Data for analysis Start Marker

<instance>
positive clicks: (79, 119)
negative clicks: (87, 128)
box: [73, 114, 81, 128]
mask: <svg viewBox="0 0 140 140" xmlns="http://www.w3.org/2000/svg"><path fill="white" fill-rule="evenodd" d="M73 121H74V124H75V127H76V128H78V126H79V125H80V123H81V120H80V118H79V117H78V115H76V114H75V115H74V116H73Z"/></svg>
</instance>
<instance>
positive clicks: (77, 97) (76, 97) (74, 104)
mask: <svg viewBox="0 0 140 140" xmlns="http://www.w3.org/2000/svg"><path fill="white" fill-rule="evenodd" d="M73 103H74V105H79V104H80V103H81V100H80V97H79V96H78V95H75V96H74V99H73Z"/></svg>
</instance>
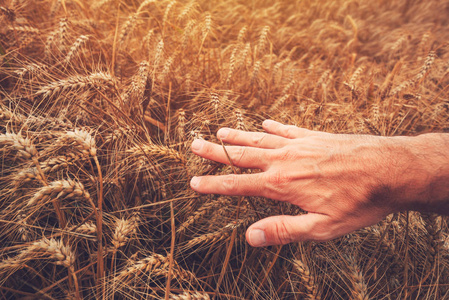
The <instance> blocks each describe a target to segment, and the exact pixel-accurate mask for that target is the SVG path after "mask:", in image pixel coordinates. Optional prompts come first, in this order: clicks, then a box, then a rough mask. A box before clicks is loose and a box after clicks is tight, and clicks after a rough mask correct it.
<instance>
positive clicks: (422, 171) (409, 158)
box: [387, 133, 449, 214]
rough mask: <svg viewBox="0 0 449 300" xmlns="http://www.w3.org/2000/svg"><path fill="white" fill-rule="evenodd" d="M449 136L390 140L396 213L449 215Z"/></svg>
mask: <svg viewBox="0 0 449 300" xmlns="http://www.w3.org/2000/svg"><path fill="white" fill-rule="evenodd" d="M448 136H449V134H442V133H431V134H422V135H419V136H415V137H392V138H390V141H391V142H392V143H391V145H392V146H391V147H393V149H394V150H393V151H391V154H392V155H391V157H390V165H389V167H388V168H387V169H390V171H391V172H389V177H390V178H389V179H390V180H389V182H390V187H391V191H392V194H393V197H394V198H395V200H396V201H395V202H396V204H397V207H396V210H417V211H422V212H424V211H425V212H436V213H440V214H449V153H448V152H449V137H448Z"/></svg>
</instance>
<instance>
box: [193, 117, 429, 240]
mask: <svg viewBox="0 0 449 300" xmlns="http://www.w3.org/2000/svg"><path fill="white" fill-rule="evenodd" d="M263 128H264V129H265V131H266V132H267V133H260V132H244V131H239V130H233V129H228V128H222V129H220V130H219V131H218V133H217V137H218V138H219V139H220V140H222V141H224V142H227V143H230V144H233V145H238V146H227V147H226V150H227V152H228V154H229V157H230V159H231V160H232V163H233V164H234V165H235V166H238V167H242V168H252V169H261V170H262V172H260V173H256V174H241V175H220V176H201V177H194V178H192V180H191V187H192V188H193V189H194V190H196V191H197V192H200V193H214V194H223V195H245V196H262V197H266V198H271V199H275V200H280V201H288V202H290V203H292V204H294V205H297V206H299V207H301V208H302V209H303V210H305V211H307V212H308V213H307V214H303V215H299V216H272V217H268V218H265V219H263V220H260V221H258V222H256V223H254V224H253V225H251V226H250V227H249V228H248V230H247V232H246V238H247V241H248V242H249V243H250V244H251V245H252V246H255V247H257V246H267V245H279V244H287V243H290V242H295V241H296V242H298V241H306V240H315V241H326V240H330V239H333V238H336V237H339V236H342V235H344V234H346V233H349V232H351V231H354V230H357V229H359V228H362V227H366V226H369V225H373V224H375V223H377V222H378V221H380V220H381V219H382V218H384V217H385V216H386V215H388V214H389V213H392V212H395V211H399V210H403V209H409V208H413V207H414V205H415V204H416V203H417V202H419V201H421V200H422V199H421V198H423V197H424V196H423V193H424V192H425V186H426V183H425V182H422V181H423V180H417V178H416V177H417V176H415V175H413V174H416V172H415V170H419V172H422V171H423V170H422V168H423V166H421V165H420V162H419V161H417V160H416V159H415V158H416V154H415V153H413V152H412V151H411V150H410V148H411V145H412V144H413V143H411V142H410V140H409V139H410V138H406V137H396V138H388V137H378V136H368V135H343V134H330V133H324V132H317V131H310V130H307V129H301V128H298V127H295V126H287V125H282V124H281V123H278V122H275V121H271V120H267V121H265V122H264V123H263ZM415 144H416V143H415ZM415 146H416V145H415ZM192 151H193V152H194V153H195V154H198V155H200V156H202V157H204V158H207V159H210V160H214V161H217V162H220V163H224V164H229V160H228V157H227V156H226V154H225V152H224V151H223V148H222V146H221V145H217V144H214V143H211V142H207V141H203V140H195V141H194V142H193V143H192ZM424 169H425V170H424V172H426V170H427V169H426V168H424ZM421 175H422V176H423V177H426V176H425V174H422V173H421ZM418 177H419V176H418ZM416 194H419V195H421V196H420V197H421V198H420V199H419V201H418V199H416V197H415V195H416Z"/></svg>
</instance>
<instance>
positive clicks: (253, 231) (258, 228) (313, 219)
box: [246, 213, 334, 247]
mask: <svg viewBox="0 0 449 300" xmlns="http://www.w3.org/2000/svg"><path fill="white" fill-rule="evenodd" d="M329 224H330V217H329V216H327V215H322V214H315V213H308V214H304V215H300V216H273V217H268V218H265V219H262V220H260V221H258V222H256V223H254V224H253V225H251V226H250V227H249V228H248V230H247V231H246V240H247V241H248V243H249V244H250V245H251V246H253V247H262V246H270V245H285V244H288V243H291V242H303V241H306V240H315V241H326V240H329V239H331V238H333V237H334V236H333V234H332V232H330V228H329Z"/></svg>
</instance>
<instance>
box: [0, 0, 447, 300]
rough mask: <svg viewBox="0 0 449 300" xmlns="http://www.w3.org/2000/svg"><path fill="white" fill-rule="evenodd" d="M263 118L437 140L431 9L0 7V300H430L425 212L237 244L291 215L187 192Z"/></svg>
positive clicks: (53, 4)
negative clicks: (240, 130) (82, 299)
mask: <svg viewBox="0 0 449 300" xmlns="http://www.w3.org/2000/svg"><path fill="white" fill-rule="evenodd" d="M268 118H270V119H273V120H276V121H279V122H282V123H285V124H292V125H296V126H299V127H303V128H308V129H313V130H320V131H326V132H332V133H347V134H371V135H381V136H397V135H409V136H411V135H417V134H420V133H427V132H449V1H448V0H427V1H419V0H391V1H389V0H377V1H367V0H352V1H351V0H348V1H346V0H334V1H331V0H301V1H300V0H297V1H293V0H291V1H290V0H289V1H268V0H222V1H218V0H193V1H187V0H186V1H183V0H178V1H167V0H144V1H141V0H130V1H126V0H101V1H94V0H59V1H52V0H35V1H32V0H0V158H1V161H0V298H1V299H360V300H362V299H363V300H365V299H449V236H448V234H449V230H448V219H447V217H445V216H440V215H437V214H430V213H418V212H413V211H410V212H402V213H395V214H392V215H389V216H388V217H387V218H386V219H385V220H383V221H381V222H380V223H378V224H376V225H374V226H371V227H367V228H364V229H361V230H358V231H356V232H353V233H351V234H348V235H346V236H343V237H341V238H338V239H336V240H332V241H329V242H324V243H318V242H313V241H310V242H303V243H292V244H288V245H285V246H271V247H263V248H253V247H251V246H250V245H249V244H248V243H247V242H246V240H245V231H246V229H247V228H248V226H249V225H250V224H252V223H254V222H255V221H257V220H259V219H261V218H265V217H268V216H272V215H281V214H283V215H297V214H304V213H306V212H304V211H303V210H301V208H299V207H296V206H293V205H290V204H288V203H281V202H277V201H274V200H271V199H266V198H260V197H230V196H220V195H201V194H198V193H196V192H194V191H193V190H192V189H191V188H190V185H189V181H190V178H191V177H192V176H194V175H205V174H231V173H233V172H235V171H236V172H238V173H250V172H258V171H257V170H246V169H237V170H233V168H232V166H227V165H223V164H219V163H216V162H213V161H208V160H205V159H203V158H201V157H198V156H196V155H194V154H193V153H192V152H191V150H190V145H191V143H192V141H193V140H194V139H196V138H199V139H205V140H208V141H212V142H216V143H220V141H219V140H218V139H217V138H216V132H217V130H218V129H219V128H221V127H231V128H235V129H239V130H245V131H262V130H263V129H262V126H261V123H262V121H263V120H265V119H268ZM448 151H449V150H448ZM448 184H449V183H448Z"/></svg>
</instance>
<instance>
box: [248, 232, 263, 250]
mask: <svg viewBox="0 0 449 300" xmlns="http://www.w3.org/2000/svg"><path fill="white" fill-rule="evenodd" d="M266 242H267V239H266V237H265V232H264V231H263V230H260V229H253V230H251V231H250V233H249V243H250V244H251V245H252V246H254V247H261V246H264V245H265V244H266Z"/></svg>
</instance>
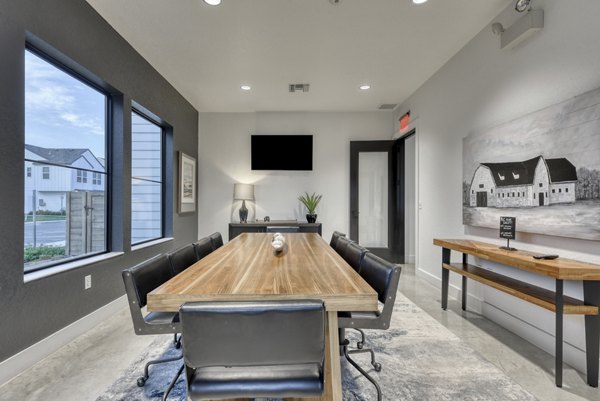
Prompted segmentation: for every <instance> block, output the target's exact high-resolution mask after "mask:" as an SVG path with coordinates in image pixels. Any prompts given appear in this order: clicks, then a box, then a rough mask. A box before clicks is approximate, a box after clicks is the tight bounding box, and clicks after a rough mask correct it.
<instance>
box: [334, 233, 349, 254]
mask: <svg viewBox="0 0 600 401" xmlns="http://www.w3.org/2000/svg"><path fill="white" fill-rule="evenodd" d="M351 242H352V241H351V240H349V239H348V238H346V237H339V238H338V240H337V243H336V244H335V248H333V249H335V251H336V252H337V253H338V255H340V256H341V257H344V254H345V253H346V248H347V247H348V245H349V244H350V243H351Z"/></svg>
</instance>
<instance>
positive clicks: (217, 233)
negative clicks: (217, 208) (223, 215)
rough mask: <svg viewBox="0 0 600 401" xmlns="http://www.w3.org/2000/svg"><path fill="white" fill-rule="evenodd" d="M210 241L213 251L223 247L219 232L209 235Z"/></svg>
mask: <svg viewBox="0 0 600 401" xmlns="http://www.w3.org/2000/svg"><path fill="white" fill-rule="evenodd" d="M209 238H210V240H211V241H212V243H213V250H217V249H219V248H220V247H222V246H223V237H222V236H221V233H220V232H218V231H217V232H216V233H213V234H211V235H209Z"/></svg>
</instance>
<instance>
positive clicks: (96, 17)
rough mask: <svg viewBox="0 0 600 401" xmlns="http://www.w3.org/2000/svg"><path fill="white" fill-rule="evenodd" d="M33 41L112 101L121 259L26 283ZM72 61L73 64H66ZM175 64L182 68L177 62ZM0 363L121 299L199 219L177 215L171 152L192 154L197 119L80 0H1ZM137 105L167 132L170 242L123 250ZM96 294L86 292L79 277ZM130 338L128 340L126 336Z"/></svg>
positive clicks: (167, 210)
mask: <svg viewBox="0 0 600 401" xmlns="http://www.w3.org/2000/svg"><path fill="white" fill-rule="evenodd" d="M27 38H31V40H35V39H34V38H37V40H38V41H39V45H40V46H42V47H43V46H46V45H47V46H49V49H52V48H53V49H55V50H56V51H57V52H58V53H60V54H62V55H64V56H66V57H67V58H68V59H70V62H72V63H73V65H74V66H76V68H78V69H80V70H81V68H83V71H87V72H89V73H91V74H93V75H94V76H95V77H96V78H97V81H98V84H100V85H101V86H102V87H104V88H106V89H107V90H109V91H110V92H111V93H112V94H113V95H114V102H113V106H114V107H115V108H117V109H118V108H119V106H122V107H123V108H124V109H123V110H124V111H123V112H122V113H118V112H117V113H116V114H115V115H113V119H112V121H111V125H112V126H113V127H114V129H115V137H114V138H113V143H112V155H113V156H114V157H113V158H112V159H111V160H109V163H110V165H111V168H112V177H111V180H112V185H113V187H114V188H115V191H114V192H113V199H112V200H113V203H112V205H113V209H112V211H113V217H112V218H111V222H112V225H113V235H112V237H111V243H112V249H114V250H122V251H124V255H123V256H119V257H116V258H114V259H111V260H109V261H106V262H102V263H96V264H91V265H87V266H84V267H81V268H78V269H74V270H70V271H67V272H64V273H59V274H55V275H53V276H50V277H47V278H43V279H39V280H35V281H31V282H29V283H24V277H23V196H24V195H23V192H24V190H23V178H24V165H23V156H24V70H23V68H24V49H25V43H26V39H27ZM66 61H67V62H69V60H66ZM173 62H174V63H176V62H179V61H178V60H173ZM0 94H1V96H0V141H1V142H0V183H1V187H0V188H1V189H0V344H1V345H0V360H5V359H6V358H8V357H10V356H12V355H14V354H16V353H18V352H19V351H21V350H23V349H25V348H27V347H29V346H30V345H32V344H34V343H36V342H38V341H39V340H41V339H43V338H45V337H47V336H49V335H50V334H52V333H54V332H56V331H58V330H60V329H62V328H64V327H65V326H67V325H69V324H70V323H72V322H74V321H76V320H78V319H80V318H81V317H83V316H85V315H87V314H89V313H91V312H93V311H94V310H96V309H98V308H100V307H101V306H103V305H106V304H107V303H109V302H111V301H113V300H114V299H116V298H118V297H120V296H121V295H123V294H124V292H125V291H124V287H123V282H122V279H121V270H123V269H124V268H126V267H128V266H131V265H133V264H135V263H138V262H140V261H142V260H144V259H145V258H148V257H151V256H153V255H156V254H158V253H161V252H165V251H169V250H170V249H172V248H176V247H179V246H182V245H184V244H185V243H190V242H192V241H195V240H196V239H197V232H198V227H197V215H196V214H195V213H194V214H186V215H181V216H179V215H177V213H176V210H175V205H176V202H175V200H176V199H177V197H176V183H177V178H176V177H177V176H176V174H177V168H175V166H176V163H177V155H176V152H177V151H178V150H185V152H186V153H187V154H190V155H192V156H194V157H196V156H197V147H198V139H197V138H198V135H197V132H198V112H197V111H196V110H195V109H194V108H193V107H192V106H191V105H190V104H189V103H188V102H187V101H186V100H185V99H184V98H183V97H182V96H181V95H180V94H179V93H178V92H177V91H176V90H175V89H174V88H173V87H172V86H171V85H170V84H169V83H168V82H167V81H166V80H165V79H164V78H163V77H162V76H161V75H160V74H159V73H158V72H157V71H156V70H154V68H152V66H151V65H150V64H148V62H146V61H145V60H144V59H143V58H142V57H141V56H140V55H139V54H138V53H137V52H136V51H135V50H134V49H133V48H132V47H131V46H130V45H129V44H128V43H127V42H126V41H125V40H124V39H123V38H121V37H120V36H119V34H117V32H116V31H115V30H114V29H113V28H112V27H111V26H110V25H108V24H107V23H106V21H104V19H103V18H102V17H100V15H98V14H97V13H96V12H95V11H94V10H93V8H92V7H91V6H90V5H89V4H88V3H86V2H85V1H84V0H18V1H15V0H0ZM132 100H134V101H135V102H137V103H139V104H141V105H143V106H144V107H145V108H147V109H148V110H151V111H152V112H153V113H155V114H156V115H158V116H160V117H161V118H162V119H164V121H165V122H167V123H168V124H169V125H170V126H172V132H173V142H172V146H171V151H170V152H169V155H168V157H167V160H170V162H171V163H173V166H174V168H173V174H172V176H171V177H168V179H167V186H168V188H169V190H170V191H171V193H172V194H173V200H174V202H172V203H169V204H168V205H167V213H170V214H171V215H172V224H167V230H169V231H172V233H169V234H172V235H173V236H174V237H175V240H174V241H171V242H167V243H163V244H161V245H157V246H152V247H147V248H144V249H141V250H139V251H136V252H132V251H131V247H130V246H129V242H130V233H129V227H130V223H129V217H130V212H129V210H130V192H131V191H130V188H129V185H130V160H129V157H130V144H129V139H130V137H131V130H130V126H129V124H130V115H129V114H130V110H129V109H130V107H131V102H132ZM87 274H91V275H92V283H93V285H92V288H91V289H89V290H84V276H85V275H87ZM131 334H132V335H134V333H133V332H132V333H131Z"/></svg>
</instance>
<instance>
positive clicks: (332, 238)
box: [329, 231, 346, 249]
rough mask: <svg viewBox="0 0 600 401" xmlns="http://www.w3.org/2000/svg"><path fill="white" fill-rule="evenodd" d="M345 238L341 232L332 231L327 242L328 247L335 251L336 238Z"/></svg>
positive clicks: (343, 234)
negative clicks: (329, 247)
mask: <svg viewBox="0 0 600 401" xmlns="http://www.w3.org/2000/svg"><path fill="white" fill-rule="evenodd" d="M345 236H346V234H344V233H342V232H339V231H334V232H333V234H332V235H331V241H330V242H329V246H331V247H332V248H333V249H335V246H336V244H337V240H338V238H340V237H345Z"/></svg>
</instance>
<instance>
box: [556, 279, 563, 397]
mask: <svg viewBox="0 0 600 401" xmlns="http://www.w3.org/2000/svg"><path fill="white" fill-rule="evenodd" d="M562 343H563V281H562V280H556V352H555V356H554V364H555V376H554V381H555V383H556V387H562V354H563V352H562V346H563V344H562Z"/></svg>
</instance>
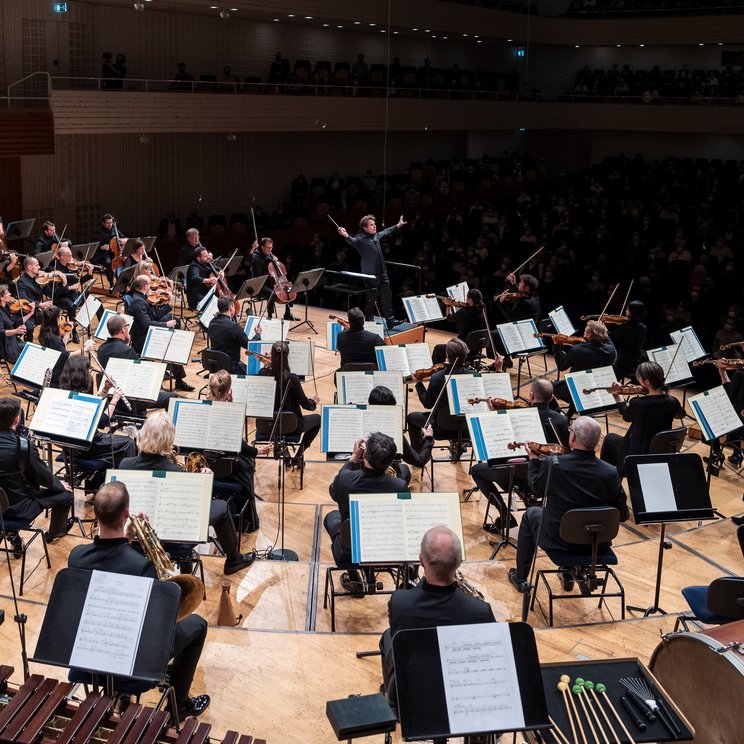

Data for analysis End Marker

> _Aim of the exercise_: Pull out each line of the items that contains the string "image", with case counting.

> _Answer for this exercise_:
The <instance> blocks each describe a target to segment, and the exact pixel-accurate mask for that target is the SVG path after "mask:", in image pixel coordinates. Optional prompts come first, in this order: clicks, then a box, then a rough mask. A box before clicks is loose and a box after clicks is tight, and clicks after a rough mask correct it.
Prompted segmentation: for every <instance> block, output the target's exact high-resolution mask after "mask:" as an SVG path with coordinates in image pixels. Any prompts given appear in this order: clicks, then a box, then a rough mask. A box before clicks is approximate, a box after clicks is the tight bounding box, and clicks after a rough mask correct it.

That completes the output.